*Task*.
Please format everything from the start of the entries down to the line containing "POLYGON ((208 113, 212" as a JSON list of strings, one string per line, leaving out blank lines.

Raw entries
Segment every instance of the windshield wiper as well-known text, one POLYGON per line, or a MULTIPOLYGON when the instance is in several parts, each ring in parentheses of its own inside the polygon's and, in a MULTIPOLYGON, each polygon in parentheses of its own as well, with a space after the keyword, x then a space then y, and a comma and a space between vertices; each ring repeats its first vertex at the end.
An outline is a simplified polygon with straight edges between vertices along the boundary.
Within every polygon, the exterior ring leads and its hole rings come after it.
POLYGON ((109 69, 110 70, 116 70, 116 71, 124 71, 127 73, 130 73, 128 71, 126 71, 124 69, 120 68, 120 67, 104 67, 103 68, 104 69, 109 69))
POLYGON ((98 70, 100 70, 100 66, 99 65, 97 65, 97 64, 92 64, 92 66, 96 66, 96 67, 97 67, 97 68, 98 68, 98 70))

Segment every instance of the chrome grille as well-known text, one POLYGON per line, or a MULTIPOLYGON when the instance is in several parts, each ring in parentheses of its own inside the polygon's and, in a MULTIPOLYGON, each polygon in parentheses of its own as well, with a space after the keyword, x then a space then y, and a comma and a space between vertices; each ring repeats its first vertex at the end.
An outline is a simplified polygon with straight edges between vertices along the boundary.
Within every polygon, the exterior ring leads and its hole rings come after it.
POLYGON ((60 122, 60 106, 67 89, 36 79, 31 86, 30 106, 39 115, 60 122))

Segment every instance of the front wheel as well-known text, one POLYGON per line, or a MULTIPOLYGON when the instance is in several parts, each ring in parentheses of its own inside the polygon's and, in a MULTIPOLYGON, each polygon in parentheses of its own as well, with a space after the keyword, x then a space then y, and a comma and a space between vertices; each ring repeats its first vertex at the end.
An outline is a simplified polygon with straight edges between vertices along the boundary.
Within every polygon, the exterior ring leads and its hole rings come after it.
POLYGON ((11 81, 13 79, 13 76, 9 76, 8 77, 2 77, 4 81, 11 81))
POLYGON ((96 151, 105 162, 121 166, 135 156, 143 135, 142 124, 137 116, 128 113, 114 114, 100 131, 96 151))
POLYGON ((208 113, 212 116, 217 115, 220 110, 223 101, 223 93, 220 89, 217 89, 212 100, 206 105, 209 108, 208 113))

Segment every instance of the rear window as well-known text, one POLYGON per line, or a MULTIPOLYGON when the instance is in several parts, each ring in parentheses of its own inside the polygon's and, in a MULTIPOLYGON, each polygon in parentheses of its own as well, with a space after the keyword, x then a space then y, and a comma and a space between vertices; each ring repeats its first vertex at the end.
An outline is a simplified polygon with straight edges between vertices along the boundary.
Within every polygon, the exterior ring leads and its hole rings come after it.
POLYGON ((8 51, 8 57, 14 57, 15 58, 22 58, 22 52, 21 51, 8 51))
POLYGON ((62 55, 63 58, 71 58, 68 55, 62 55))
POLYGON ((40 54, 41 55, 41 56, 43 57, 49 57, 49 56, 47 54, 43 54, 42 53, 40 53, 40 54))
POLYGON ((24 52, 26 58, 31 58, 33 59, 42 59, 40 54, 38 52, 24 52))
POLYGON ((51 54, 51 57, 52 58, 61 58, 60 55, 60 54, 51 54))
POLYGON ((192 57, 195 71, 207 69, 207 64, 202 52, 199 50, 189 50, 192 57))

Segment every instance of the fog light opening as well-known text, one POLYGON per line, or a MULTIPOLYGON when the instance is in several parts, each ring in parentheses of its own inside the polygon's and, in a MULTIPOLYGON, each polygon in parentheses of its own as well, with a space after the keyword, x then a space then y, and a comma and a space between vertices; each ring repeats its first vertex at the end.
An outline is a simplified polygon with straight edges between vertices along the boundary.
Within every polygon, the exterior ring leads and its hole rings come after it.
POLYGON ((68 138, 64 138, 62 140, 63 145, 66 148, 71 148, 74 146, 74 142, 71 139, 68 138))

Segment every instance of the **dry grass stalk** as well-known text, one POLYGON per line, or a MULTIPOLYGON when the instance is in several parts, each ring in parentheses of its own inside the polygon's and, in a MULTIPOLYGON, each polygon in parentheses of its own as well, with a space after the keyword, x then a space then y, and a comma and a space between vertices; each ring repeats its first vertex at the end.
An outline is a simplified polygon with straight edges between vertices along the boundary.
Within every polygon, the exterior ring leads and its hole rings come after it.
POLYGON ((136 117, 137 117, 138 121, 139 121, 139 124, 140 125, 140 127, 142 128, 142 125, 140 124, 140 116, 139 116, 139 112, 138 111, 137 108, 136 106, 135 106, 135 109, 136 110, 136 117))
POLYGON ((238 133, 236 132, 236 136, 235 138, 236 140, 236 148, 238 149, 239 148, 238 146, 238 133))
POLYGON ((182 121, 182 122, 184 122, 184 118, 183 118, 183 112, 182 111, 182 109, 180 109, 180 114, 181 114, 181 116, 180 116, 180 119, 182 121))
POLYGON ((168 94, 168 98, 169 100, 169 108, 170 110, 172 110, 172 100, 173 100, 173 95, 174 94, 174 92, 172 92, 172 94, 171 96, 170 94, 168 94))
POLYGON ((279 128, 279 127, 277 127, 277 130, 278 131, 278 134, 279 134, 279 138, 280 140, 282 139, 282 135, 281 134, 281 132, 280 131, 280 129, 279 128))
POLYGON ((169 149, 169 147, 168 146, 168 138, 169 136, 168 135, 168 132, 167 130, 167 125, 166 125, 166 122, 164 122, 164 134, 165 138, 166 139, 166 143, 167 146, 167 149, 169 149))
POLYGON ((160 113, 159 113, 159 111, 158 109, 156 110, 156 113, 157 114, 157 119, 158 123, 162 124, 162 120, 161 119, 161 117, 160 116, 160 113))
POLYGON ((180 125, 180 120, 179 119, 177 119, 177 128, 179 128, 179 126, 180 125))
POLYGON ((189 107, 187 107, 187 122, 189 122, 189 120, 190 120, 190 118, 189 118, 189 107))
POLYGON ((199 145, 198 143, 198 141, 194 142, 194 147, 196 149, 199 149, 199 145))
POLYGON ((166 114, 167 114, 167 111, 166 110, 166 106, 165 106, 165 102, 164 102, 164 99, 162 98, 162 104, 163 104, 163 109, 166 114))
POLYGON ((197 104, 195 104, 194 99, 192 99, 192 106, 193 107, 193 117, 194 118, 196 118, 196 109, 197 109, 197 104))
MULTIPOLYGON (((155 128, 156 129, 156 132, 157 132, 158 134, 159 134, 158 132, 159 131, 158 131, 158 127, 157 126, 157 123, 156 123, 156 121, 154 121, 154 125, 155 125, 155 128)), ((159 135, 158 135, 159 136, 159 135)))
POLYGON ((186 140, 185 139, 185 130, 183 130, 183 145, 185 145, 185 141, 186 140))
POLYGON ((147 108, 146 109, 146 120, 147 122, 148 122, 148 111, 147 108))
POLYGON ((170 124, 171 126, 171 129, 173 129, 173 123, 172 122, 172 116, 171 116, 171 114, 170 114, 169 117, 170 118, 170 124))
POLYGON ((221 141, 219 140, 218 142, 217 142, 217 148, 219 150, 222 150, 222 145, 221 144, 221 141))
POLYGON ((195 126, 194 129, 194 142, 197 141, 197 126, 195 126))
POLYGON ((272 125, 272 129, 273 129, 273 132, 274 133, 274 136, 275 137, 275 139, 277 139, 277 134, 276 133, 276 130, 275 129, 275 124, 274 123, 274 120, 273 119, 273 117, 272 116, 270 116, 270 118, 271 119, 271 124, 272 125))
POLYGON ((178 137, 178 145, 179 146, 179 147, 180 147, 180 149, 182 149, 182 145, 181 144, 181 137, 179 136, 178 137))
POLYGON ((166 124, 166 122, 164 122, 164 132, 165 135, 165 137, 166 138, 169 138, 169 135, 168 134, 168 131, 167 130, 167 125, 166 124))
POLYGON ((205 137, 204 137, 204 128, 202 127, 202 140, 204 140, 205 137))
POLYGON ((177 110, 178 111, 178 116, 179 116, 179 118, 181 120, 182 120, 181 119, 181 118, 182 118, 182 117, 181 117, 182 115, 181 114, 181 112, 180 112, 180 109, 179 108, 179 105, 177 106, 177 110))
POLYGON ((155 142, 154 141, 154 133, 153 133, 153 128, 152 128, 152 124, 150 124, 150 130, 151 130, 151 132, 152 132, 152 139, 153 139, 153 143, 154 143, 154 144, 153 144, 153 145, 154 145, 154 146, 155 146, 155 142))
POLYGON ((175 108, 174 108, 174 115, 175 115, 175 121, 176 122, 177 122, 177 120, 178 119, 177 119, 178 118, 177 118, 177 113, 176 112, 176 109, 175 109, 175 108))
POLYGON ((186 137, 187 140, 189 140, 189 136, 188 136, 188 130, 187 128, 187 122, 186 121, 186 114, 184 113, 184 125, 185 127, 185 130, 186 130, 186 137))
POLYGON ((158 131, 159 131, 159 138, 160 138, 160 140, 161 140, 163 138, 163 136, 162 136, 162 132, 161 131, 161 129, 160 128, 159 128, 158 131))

*Answer to the task*.
[
  "Segment every instance of the windshield wiper as well-known text, one POLYGON per line, or a MULTIPOLYGON when the instance is in several parts, each ring in parentheses of its own inside the polygon's and, in a MULTIPOLYGON, each polygon in parentheses of its own as well, with a space after the keyword, x then a space then y, and a comma and a space between vertices; each ring repeats its first vertex at the end.",
  "An outline is a simplified polygon with straight edges between vertices along the boundary.",
  "Within every polygon, the exterior ring leads and its hole rings come after it.",
  "POLYGON ((109 69, 110 70, 116 70, 116 71, 124 71, 127 73, 130 73, 128 71, 126 71, 124 69, 120 68, 120 67, 104 67, 103 68, 104 69, 109 69))",
  "POLYGON ((98 70, 100 70, 100 66, 99 65, 97 65, 97 64, 92 64, 92 66, 96 66, 96 67, 97 67, 97 68, 98 68, 98 70))",
  "Segment every instance of the chrome grille as well-known text, one POLYGON per line, or a MULTIPOLYGON when the instance is in several parts, each ring in parentheses of its own inside the polygon's and, in a MULTIPOLYGON, each polygon in parentheses of its own as well, with a space after the keyword, x then a space then y, and a comma and a space between vertices; each ring repeats its first vertex at the end.",
  "An outline is a simplified polygon with straight edges between vertices along the boundary.",
  "Within every polygon, the exterior ring leads and its hole rings come after it.",
  "POLYGON ((60 122, 60 106, 67 89, 36 79, 31 86, 30 106, 39 115, 60 122))",
  "Segment every instance of the front wheel as well-known text, one POLYGON per line, or a MULTIPOLYGON when the instance is in several parts, each ring in parentheses of its own inside the polygon's and, in a MULTIPOLYGON, each polygon in parentheses of its own as well, with a space after the keyword, x then a space then y, and a comma and a space between vertices; each ring repeats its first vertex at the end.",
  "An outline is a simplified polygon with straight edges between vertices along the boundary.",
  "Within every polygon, the exterior ring leads and its hole rings come after it.",
  "POLYGON ((11 81, 13 79, 13 76, 9 76, 8 77, 2 77, 4 81, 11 81))",
  "POLYGON ((96 151, 105 162, 121 166, 135 156, 143 135, 142 124, 137 116, 128 113, 114 114, 100 131, 96 151))",
  "POLYGON ((208 113, 212 116, 217 115, 220 110, 223 101, 223 93, 220 89, 217 89, 212 100, 206 105, 209 108, 208 113))"
]